▸ QUOTED PASSAGE

In the case of a description of a positional relationship, for example, when the positional relationship of two parts is described as “on,” “at an upper portion,” “at a lower portion,” “next to,” and the like, one or more other parts may be located between the two parts unless “immediately” or “directly” is used.
It is understood that, although the terms “first,” “second,” “A,” “B,” “(a),” “(b),” “first-first,” “first-second,” “second-first,” “second-second,” and the like may be used herein to describe various elements (e.g., layers, films, components, electrodes, structures, transistors, sections, members, parts, regions, areas, portions, steps, operations, and/or the like), these elements should not be limited by these terms, for example, to any particular order, precedence, or number of elements. Further, these are not used to define the essence or basis of the elements. These terms are merely used to refer to one element separately from another. For example, a first element may denote a second element, and, similarly, a second element may denote a first element, without departing from the scope of the present disclosure. Furthermore, the first element, the second element, and the like may be arbitrarily named according to the convenience of those skilled in the art without departing from the scope of the present disclosure. For clarity, the functions or structures of these elements (e.g., the first element, the second element, and the like) are not limited by ordinal numbers or the names in front of the elements. Further, a first element may include one or more first elements. Similarly, a second element or the like may include one or more second elements or the like.

▸ STORED ROWS
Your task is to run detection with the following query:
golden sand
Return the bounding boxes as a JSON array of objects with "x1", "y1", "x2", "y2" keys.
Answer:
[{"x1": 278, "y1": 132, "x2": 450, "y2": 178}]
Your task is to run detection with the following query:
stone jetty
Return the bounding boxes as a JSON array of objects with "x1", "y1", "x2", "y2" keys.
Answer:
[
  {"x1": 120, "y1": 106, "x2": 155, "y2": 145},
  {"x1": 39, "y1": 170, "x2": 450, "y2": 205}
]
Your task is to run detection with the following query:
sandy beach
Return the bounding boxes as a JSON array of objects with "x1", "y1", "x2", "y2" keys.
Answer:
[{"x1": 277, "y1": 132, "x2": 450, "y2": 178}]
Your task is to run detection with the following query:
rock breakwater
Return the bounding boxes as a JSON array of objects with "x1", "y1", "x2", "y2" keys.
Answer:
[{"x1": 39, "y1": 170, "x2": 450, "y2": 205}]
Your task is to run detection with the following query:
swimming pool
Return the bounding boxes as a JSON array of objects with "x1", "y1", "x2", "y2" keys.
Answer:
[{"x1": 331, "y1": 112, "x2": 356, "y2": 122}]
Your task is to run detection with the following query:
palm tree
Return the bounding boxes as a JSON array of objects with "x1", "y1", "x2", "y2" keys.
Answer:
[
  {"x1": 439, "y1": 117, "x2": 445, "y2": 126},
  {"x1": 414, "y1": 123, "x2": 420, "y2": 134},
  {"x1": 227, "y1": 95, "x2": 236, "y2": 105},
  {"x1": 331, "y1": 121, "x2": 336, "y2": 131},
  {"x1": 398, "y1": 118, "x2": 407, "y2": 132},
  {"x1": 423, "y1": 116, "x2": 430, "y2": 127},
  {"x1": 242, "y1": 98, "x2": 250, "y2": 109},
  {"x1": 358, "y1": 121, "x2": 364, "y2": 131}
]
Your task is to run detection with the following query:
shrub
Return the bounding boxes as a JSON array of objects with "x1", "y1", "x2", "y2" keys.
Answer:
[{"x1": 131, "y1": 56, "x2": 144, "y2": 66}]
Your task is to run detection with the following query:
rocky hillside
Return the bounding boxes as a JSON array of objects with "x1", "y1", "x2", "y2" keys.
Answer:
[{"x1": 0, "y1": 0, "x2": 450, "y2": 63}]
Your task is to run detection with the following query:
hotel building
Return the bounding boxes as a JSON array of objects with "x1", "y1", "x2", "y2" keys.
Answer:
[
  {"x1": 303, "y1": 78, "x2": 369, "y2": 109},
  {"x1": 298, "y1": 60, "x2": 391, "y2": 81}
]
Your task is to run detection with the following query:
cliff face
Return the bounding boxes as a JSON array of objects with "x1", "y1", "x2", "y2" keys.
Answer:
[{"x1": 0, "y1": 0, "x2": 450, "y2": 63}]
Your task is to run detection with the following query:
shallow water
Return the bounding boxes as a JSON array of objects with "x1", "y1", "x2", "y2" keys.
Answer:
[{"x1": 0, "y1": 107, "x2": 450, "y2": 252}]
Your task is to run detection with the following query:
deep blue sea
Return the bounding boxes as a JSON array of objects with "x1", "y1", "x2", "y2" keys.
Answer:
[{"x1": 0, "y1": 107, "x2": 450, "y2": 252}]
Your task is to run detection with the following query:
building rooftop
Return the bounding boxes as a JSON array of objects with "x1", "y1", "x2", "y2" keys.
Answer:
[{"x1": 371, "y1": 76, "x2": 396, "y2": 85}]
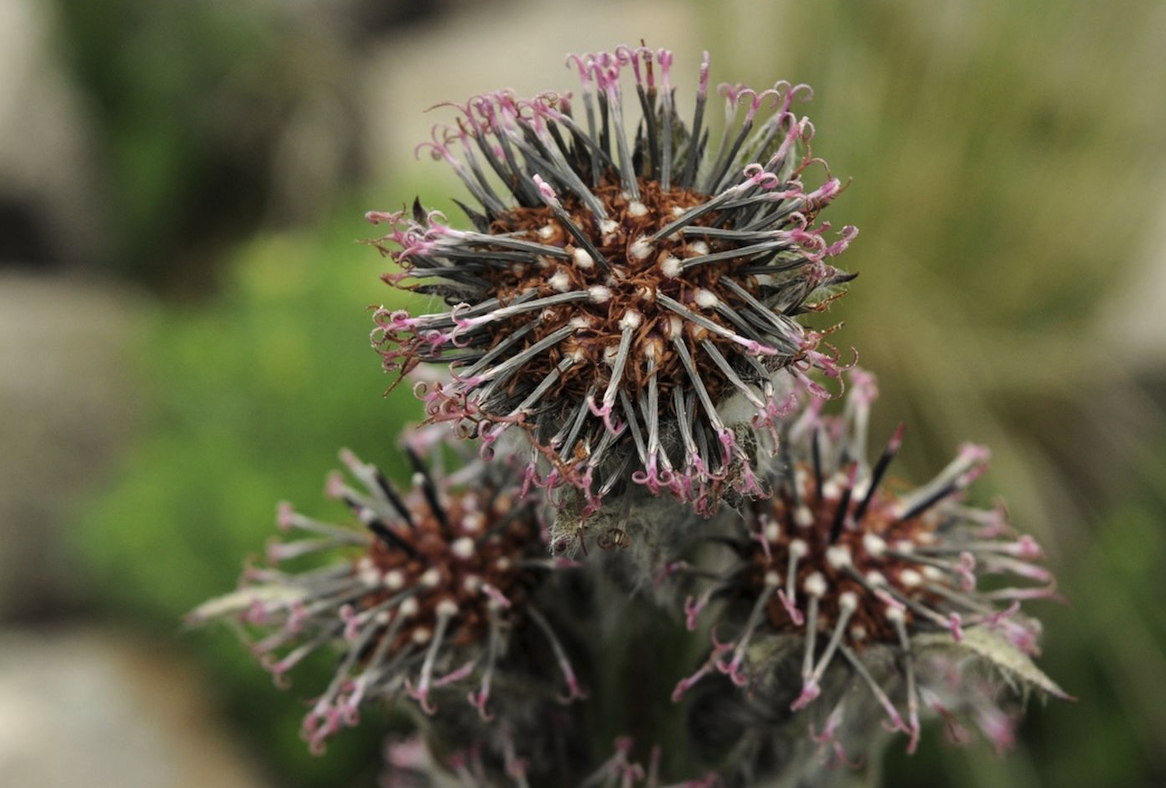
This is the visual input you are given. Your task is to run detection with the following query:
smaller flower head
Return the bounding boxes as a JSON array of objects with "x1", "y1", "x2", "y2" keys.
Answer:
[
  {"x1": 368, "y1": 47, "x2": 856, "y2": 514},
  {"x1": 192, "y1": 435, "x2": 581, "y2": 750},
  {"x1": 677, "y1": 370, "x2": 1065, "y2": 753}
]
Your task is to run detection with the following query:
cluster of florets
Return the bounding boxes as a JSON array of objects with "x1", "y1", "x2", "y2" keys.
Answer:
[
  {"x1": 192, "y1": 440, "x2": 582, "y2": 750},
  {"x1": 674, "y1": 370, "x2": 1067, "y2": 760},
  {"x1": 368, "y1": 47, "x2": 856, "y2": 515},
  {"x1": 195, "y1": 47, "x2": 1067, "y2": 788}
]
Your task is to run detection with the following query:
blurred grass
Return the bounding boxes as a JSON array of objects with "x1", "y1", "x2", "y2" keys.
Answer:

▸ PROBLEM STATEMENT
In the passage on positional and ordinal terms, translate this sentence into Spanish: "These terms are merely used to refer to one element separately from another."

▸ FULL ANSWER
Estos términos se utilizan simplemente para referirse a un elemento por separado de otro.